TEXT PASSAGE -
★ ★ ★ ★ ★ ★ ★

Take some time to self-improve...
...I've put together a few articles that'll superpower you and your teams
Morning strat bite readers!
This week I’ve been looking at how individuals and groups can use some frameworks to become better at work.
From top to bottom they talk about expanding first your strategic thinking, second your ability to prioritise and make decisions, and third your ability to use conflict positively.
Hope you enjoy!
Prompt: “Please can you generate an image of a person or team using a framework to self-improve”
How to get better at strategy (🔗)
TL;DR: The author summarises methods for researching, diagnosing, and improving your strategic skillset, aiding you to practice strategy on a organisational, team, or personal level.

★ ★ ★ ★ ★ ★ ★

INFORMATION PROVIDED -
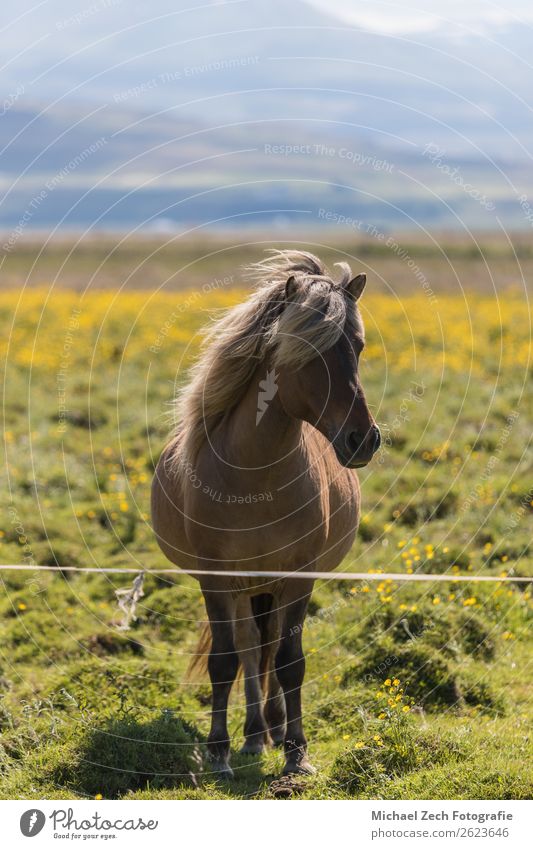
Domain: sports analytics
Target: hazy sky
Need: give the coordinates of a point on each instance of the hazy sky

★ ★ ★ ★ ★ ★ ★

EXERCISES TO COMPLETE -
- a) In the passage on self-improvement, what three abilities do the articles talk about expanding?
- b) Duplicate everything in the passage on self-improvement from "Take some time" down to "or personal level.".
The lines have nothing to do with the passage on self-improvement.

ANSWERS GIVEN -
- a) Strategic thinking, the ability to prioritise and make decisions, and the ability to use conflict positively.

- b)
Take some time to self-improve...
...I've put together a few articles that'll superpower you and your teams
Morning strat bite readers!
This week I’ve been looking at how individuals and groups can use some frameworks to become better at work.
From top to bottom they talk about expanding first your strategic thinking, second your ability to prioritise and make decisions, and third your ability to use conflict positively.
Hope you enjoy!
Prompt: “Please can you generate an image of a person or team using a framework to self-improve”
How to get better at strategy (🔗)
TL;DR: The author summarises methods for researching, diagnosing, and improving your strategic skillset, aiding you to practice strategy on a organisational, team, or personal level.